**Problem to work on:** Provide an exact repetition of every entry, with no word altered.

━━ Data for the task

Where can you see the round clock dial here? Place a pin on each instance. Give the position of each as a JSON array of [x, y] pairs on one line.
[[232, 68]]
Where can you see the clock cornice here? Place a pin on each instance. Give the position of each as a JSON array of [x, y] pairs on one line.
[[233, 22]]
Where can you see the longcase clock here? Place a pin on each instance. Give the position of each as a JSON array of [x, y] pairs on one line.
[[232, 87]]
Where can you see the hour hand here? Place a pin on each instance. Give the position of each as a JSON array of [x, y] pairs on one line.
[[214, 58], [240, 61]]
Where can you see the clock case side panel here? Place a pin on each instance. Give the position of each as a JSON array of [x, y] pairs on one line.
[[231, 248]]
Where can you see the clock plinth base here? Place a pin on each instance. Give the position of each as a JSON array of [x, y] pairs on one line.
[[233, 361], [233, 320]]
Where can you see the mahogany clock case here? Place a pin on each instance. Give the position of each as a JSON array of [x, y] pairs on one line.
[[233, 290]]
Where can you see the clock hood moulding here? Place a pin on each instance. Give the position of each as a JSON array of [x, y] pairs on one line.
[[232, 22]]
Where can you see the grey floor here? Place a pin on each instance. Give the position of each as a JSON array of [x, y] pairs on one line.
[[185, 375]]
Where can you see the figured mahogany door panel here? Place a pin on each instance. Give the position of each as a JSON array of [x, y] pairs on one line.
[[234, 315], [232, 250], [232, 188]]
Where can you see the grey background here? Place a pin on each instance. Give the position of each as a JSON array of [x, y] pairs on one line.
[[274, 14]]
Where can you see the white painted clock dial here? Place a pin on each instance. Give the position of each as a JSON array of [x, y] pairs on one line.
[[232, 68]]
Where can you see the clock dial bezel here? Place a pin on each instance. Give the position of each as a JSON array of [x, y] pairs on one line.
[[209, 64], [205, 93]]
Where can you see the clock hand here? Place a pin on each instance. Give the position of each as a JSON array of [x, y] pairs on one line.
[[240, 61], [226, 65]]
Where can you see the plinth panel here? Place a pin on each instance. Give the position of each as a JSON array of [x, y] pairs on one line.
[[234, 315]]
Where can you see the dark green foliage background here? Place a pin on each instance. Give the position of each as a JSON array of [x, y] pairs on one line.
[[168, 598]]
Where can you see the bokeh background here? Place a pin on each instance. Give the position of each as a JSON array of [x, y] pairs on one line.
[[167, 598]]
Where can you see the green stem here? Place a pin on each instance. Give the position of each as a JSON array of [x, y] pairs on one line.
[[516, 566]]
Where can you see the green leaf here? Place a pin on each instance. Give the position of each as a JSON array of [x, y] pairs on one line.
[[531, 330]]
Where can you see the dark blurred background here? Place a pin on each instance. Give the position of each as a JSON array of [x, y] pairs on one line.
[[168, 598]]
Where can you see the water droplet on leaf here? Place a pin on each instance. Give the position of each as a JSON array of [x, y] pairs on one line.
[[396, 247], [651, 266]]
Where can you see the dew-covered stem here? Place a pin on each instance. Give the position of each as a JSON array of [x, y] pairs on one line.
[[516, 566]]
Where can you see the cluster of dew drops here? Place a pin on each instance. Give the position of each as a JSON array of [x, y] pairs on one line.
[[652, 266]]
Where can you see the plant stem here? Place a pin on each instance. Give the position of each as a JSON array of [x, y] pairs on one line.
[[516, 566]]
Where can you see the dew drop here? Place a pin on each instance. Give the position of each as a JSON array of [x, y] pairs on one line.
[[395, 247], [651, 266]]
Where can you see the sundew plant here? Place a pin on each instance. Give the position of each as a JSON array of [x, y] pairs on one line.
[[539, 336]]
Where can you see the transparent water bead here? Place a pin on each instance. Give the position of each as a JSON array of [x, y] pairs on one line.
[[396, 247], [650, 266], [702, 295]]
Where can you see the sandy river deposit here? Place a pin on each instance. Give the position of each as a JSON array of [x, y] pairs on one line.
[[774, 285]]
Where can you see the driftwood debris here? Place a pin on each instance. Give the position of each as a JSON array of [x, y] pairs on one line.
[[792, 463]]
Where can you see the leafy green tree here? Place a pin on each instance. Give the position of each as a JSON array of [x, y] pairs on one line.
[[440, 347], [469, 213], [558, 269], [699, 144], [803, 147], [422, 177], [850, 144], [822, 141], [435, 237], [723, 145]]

━━━━

**Output for this task:**
Where can you see the round clock dial here? Place a pin on each instance. Give the position of each as a JSON array of [x, y] pairs on one line.
[[232, 68]]
Where can you see the clock cornice here? Place a pin on each instance. Give the position of each as a JSON array of [x, y] pairs on one line.
[[233, 22]]
Where can you see the longcase clock here? Place a pin on each instance. Give the position of each as a JSON array of [x, y] pairs on one line.
[[232, 87]]
Where can you see the hour hand here? Place a pin on each instance. Give the position of each as a JSON array of [x, y] pairs on one line.
[[214, 58], [240, 61]]
Where can you see the clock case side panel here? Place a pin on each instance. Give the position of each as a JSON array of [x, y] pairs on one line.
[[231, 248]]
Where can you see the clock plinth base here? Place a pin on each instance. Give the position of each as a JSON array of [x, y] pairs on one line.
[[233, 361], [233, 320]]
Where can you see the mahogany clock case here? Place a pin on each instance. Give the position of each as a JSON array of [x, y] pairs on one line.
[[233, 290]]
Where can you see the clock hood moulding here? Place a pin on each instance. Give the position of each as a JSON array of [x, y] pairs on one line.
[[232, 22]]
Where can you see the grey floor here? Place a pin on each instance. Give the position of each as a JSON array of [x, y] pairs on one line.
[[185, 375]]
Where can you see the figured mahogany door panel here? Place a pin on each instance. Give the position of each as a JSON array of [x, y] pairs on one line.
[[234, 315], [232, 250], [232, 188]]
Where can you see the grey background here? Place a pin on each instance. Give the position of each as a JSON array of [x, y] pairs on one line.
[[274, 14]]
Where can you see the white painted clock dial here? Place a pin on each instance. Give the position of each as a JSON array of [x, y] pairs on one line.
[[232, 68]]
Where can you see the clock dial bezel here? Place a pin on each instance. Give the position of each as a JSON array of [x, y] pairs on one line.
[[209, 64], [205, 93]]
Where can you see the clock hand here? Place a pin on each instance. Give the position of each as a JSON array of [x, y] pairs on one line.
[[240, 61], [226, 65]]
Where can you see the plinth panel here? Place a pin on each instance. Give the position of each as a JSON array of [x, y] pairs on one line.
[[234, 315]]
Where can you see the dark green foliage background here? Place a pin on each instance. Give the position of each as a JSON array of [x, y] pairs on one line.
[[168, 598]]
Where can you see the bokeh background here? Place a pin on each instance. Give the position of each as a JSON array of [x, y] pairs on one line.
[[167, 598]]
Where can you see the green stem here? Place a pin on each instance. Give the position of each as a JSON array of [x, y] pairs on one line.
[[516, 566]]
Where can you see the green leaf here? Place a pin on each instance. Give the position of each as a JSON array of [x, y] pairs on one line.
[[531, 330]]
Where can you see the dark blurred background here? Place a pin on each instance. Give the position of each as a JSON array of [x, y] pairs on one line.
[[168, 598]]
Where can you see the water droplet on leaf here? Place a pin on each instance. Give the position of each as a JSON array of [x, y] pairs on one line.
[[396, 247], [651, 266]]
Where can you see the dew-covered stem here? Place a pin on each instance. Give the position of each as a JSON array of [x, y] pairs on one line.
[[516, 566]]
Where can you see the cluster of dew drops here? Place a pin on each instance. Give the position of each as a JSON array of [x, y] pairs on one line.
[[652, 266]]
Where can you see the plant stem here? Place a pin on each instance. Give the position of each as a JSON array of [x, y] pairs on one line.
[[516, 566]]
Where can you see the dew drop here? Place a pin on each instance. Give the position of each as a JSON array of [x, y] pairs on one line.
[[395, 247], [651, 266]]
Where can you see the sundew plant here? Place a pin on each instance. Give the position of each as a JSON array of [x, y] pairs on one line.
[[539, 336]]
Where can you see the transparent water bead here? Place a pin on each instance. Give the position of each as a JSON array of [x, y] pairs on one line.
[[396, 247], [650, 266], [702, 295]]
Where can you see the sandy river deposit here? Place a pin on each instance. Give the position of each as a JSON array of [x, y] pairs on one line.
[[774, 285]]
Where can you see the driftwood debris here? Place a pin on each instance. Give the position of each as a JSON array of [x, y] pairs on one line.
[[792, 463]]
Where can you see the leafy green tree here? Place a pin on each instance. Give the position of each as a JSON array of [x, y] pairs on one line.
[[440, 347], [469, 213], [558, 269], [699, 144], [803, 147], [422, 177], [850, 144], [822, 141], [435, 237], [723, 145]]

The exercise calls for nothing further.